**Aim**
Replace "bare arm" with "uncovered arm" in the lines below, keeping everything else the same.
___ The data ___
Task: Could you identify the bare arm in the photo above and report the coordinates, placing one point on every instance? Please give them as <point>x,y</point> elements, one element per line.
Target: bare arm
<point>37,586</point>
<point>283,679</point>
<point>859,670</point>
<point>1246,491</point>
___
**Answer below**
Task: Could you identify the uncovered arm in the photo above and report the coordinates, placing one point on every instance? Please give them as <point>x,y</point> elements, one element per line.
Target: uncovered arm
<point>37,586</point>
<point>283,679</point>
<point>859,670</point>
<point>1246,491</point>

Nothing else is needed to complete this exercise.